Task data —
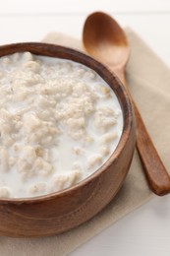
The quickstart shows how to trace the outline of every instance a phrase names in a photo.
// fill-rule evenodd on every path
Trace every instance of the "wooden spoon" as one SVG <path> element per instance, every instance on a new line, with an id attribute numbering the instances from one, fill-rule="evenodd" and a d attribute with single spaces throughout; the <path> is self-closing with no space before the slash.
<path id="1" fill-rule="evenodd" d="M 130 46 L 124 31 L 117 22 L 105 13 L 96 12 L 89 15 L 84 26 L 83 41 L 86 51 L 113 71 L 127 88 L 125 67 L 129 59 Z M 130 97 L 136 114 L 137 149 L 149 187 L 159 196 L 166 195 L 170 193 L 170 177 L 132 96 Z"/>

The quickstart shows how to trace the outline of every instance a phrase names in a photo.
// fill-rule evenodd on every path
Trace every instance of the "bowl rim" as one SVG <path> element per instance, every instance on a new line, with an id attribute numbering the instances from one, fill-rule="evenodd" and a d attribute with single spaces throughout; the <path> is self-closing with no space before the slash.
<path id="1" fill-rule="evenodd" d="M 62 189 L 57 192 L 51 192 L 46 195 L 26 198 L 0 198 L 0 204 L 40 203 L 42 201 L 49 201 L 51 199 L 55 199 L 56 197 L 66 196 L 71 191 L 75 191 L 78 188 L 86 185 L 88 182 L 98 177 L 101 174 L 101 172 L 105 171 L 112 164 L 112 162 L 118 159 L 122 150 L 126 146 L 131 129 L 133 127 L 134 110 L 129 95 L 119 78 L 113 72 L 109 71 L 109 69 L 105 67 L 102 63 L 85 54 L 85 52 L 59 44 L 52 44 L 46 42 L 17 42 L 0 45 L 0 57 L 24 51 L 29 51 L 30 53 L 35 55 L 73 60 L 94 70 L 94 72 L 96 72 L 114 91 L 119 100 L 119 103 L 123 111 L 123 131 L 119 143 L 114 152 L 109 157 L 109 159 L 98 169 L 96 169 L 86 178 L 79 181 L 78 183 L 69 188 Z M 60 56 L 58 57 L 58 55 Z M 112 85 L 114 88 L 112 87 Z M 120 96 L 118 95 L 119 92 L 124 96 L 124 101 L 121 101 Z M 126 107 L 126 109 L 124 109 L 124 107 Z"/>

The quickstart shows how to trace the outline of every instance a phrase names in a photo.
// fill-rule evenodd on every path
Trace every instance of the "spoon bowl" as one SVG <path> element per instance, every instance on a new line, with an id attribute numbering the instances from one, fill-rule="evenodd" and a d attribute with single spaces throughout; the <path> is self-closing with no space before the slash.
<path id="1" fill-rule="evenodd" d="M 124 31 L 109 15 L 96 12 L 87 17 L 83 31 L 85 50 L 113 71 L 126 86 L 125 67 L 130 46 Z M 137 149 L 152 192 L 170 193 L 170 177 L 148 135 L 141 113 L 127 88 L 134 105 L 137 123 Z"/>
<path id="2" fill-rule="evenodd" d="M 83 40 L 88 53 L 114 70 L 125 66 L 130 55 L 127 36 L 115 20 L 97 12 L 85 23 Z"/>

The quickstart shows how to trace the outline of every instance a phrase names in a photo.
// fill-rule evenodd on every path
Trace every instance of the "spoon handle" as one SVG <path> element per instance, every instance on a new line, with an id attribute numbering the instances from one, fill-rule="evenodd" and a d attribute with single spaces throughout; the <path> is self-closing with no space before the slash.
<path id="1" fill-rule="evenodd" d="M 137 125 L 137 149 L 150 189 L 159 196 L 170 193 L 170 177 L 133 100 Z"/>
<path id="2" fill-rule="evenodd" d="M 170 193 L 170 176 L 150 139 L 138 106 L 128 90 L 125 72 L 124 70 L 122 72 L 121 71 L 116 70 L 115 73 L 123 82 L 133 102 L 136 116 L 137 150 L 139 152 L 148 185 L 152 192 L 156 195 L 166 195 Z"/>

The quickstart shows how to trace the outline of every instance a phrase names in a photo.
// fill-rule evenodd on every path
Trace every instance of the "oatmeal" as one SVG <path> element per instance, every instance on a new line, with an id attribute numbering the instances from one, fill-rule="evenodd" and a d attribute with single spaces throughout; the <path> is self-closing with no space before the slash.
<path id="1" fill-rule="evenodd" d="M 89 68 L 29 52 L 0 58 L 0 197 L 68 188 L 96 171 L 123 130 L 117 96 Z"/>

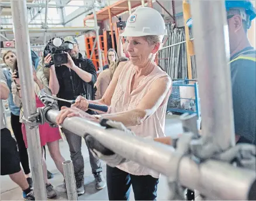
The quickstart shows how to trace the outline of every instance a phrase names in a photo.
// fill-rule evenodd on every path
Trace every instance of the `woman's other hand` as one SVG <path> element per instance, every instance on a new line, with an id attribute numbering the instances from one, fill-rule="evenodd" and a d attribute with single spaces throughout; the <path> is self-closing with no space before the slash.
<path id="1" fill-rule="evenodd" d="M 88 110 L 89 103 L 87 99 L 82 96 L 79 96 L 75 99 L 75 103 L 71 105 L 71 108 L 77 108 L 84 112 Z"/>
<path id="2" fill-rule="evenodd" d="M 74 116 L 82 117 L 92 121 L 95 121 L 96 119 L 94 116 L 89 115 L 77 108 L 67 108 L 63 106 L 61 107 L 61 110 L 56 117 L 56 123 L 58 125 L 60 125 L 63 123 L 66 117 Z"/>

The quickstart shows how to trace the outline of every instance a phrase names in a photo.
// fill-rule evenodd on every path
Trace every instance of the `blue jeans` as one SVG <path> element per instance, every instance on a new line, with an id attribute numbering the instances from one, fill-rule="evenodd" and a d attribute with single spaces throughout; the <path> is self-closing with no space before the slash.
<path id="1" fill-rule="evenodd" d="M 61 129 L 66 136 L 70 147 L 70 157 L 73 162 L 77 187 L 79 188 L 84 183 L 84 162 L 81 152 L 82 137 L 67 129 L 64 128 Z M 95 174 L 102 172 L 101 161 L 95 158 L 89 150 L 88 151 L 92 173 Z"/>
<path id="2" fill-rule="evenodd" d="M 136 176 L 107 165 L 109 200 L 129 200 L 131 185 L 136 200 L 155 200 L 158 179 L 150 175 Z"/>

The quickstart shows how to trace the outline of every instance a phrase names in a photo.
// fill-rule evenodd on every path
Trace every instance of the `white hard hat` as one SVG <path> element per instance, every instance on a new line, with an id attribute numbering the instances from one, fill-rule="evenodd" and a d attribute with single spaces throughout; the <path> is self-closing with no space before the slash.
<path id="1" fill-rule="evenodd" d="M 128 18 L 121 36 L 139 37 L 167 35 L 165 23 L 161 14 L 149 7 L 138 8 Z"/>

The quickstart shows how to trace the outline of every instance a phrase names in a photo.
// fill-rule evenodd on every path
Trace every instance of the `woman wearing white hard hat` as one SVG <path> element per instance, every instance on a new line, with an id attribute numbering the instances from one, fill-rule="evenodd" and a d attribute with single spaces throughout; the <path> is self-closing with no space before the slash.
<path id="1" fill-rule="evenodd" d="M 88 100 L 78 97 L 71 108 L 62 108 L 56 119 L 79 116 L 99 122 L 108 119 L 122 122 L 137 136 L 157 138 L 164 136 L 165 117 L 172 81 L 154 63 L 164 35 L 164 20 L 156 10 L 139 8 L 130 16 L 124 32 L 130 61 L 120 63 L 103 97 Z M 88 103 L 106 105 L 108 113 L 90 116 L 84 112 Z M 131 185 L 136 200 L 157 197 L 160 174 L 133 161 L 107 165 L 109 199 L 128 200 Z"/>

Stated exercise — Rewrite the records from the start through the line that contains "130 46 L 124", replacing "quickstart" with "walkthrough" and keeping everything else the same. Leave the pictures out.

Complete output —
The walkthrough shows how to trace the outline of every instance a phrase names in a photo.
// fill-rule evenodd on every path
Trace every instance of the "wooden spoon" as one SVG <path> element per instance, every instance on a new line, with an id attribute numbering the instances from one, fill-rule="evenodd" and a d attribute with single spaces throughout; the <path> is self-closing with no space before the slash.
<path id="1" fill-rule="evenodd" d="M 130 46 L 124 31 L 117 22 L 105 13 L 96 12 L 89 15 L 84 26 L 83 41 L 86 51 L 113 71 L 127 88 L 125 67 L 129 59 Z M 130 97 L 136 114 L 137 149 L 149 187 L 159 196 L 166 195 L 170 193 L 170 177 L 132 96 Z"/>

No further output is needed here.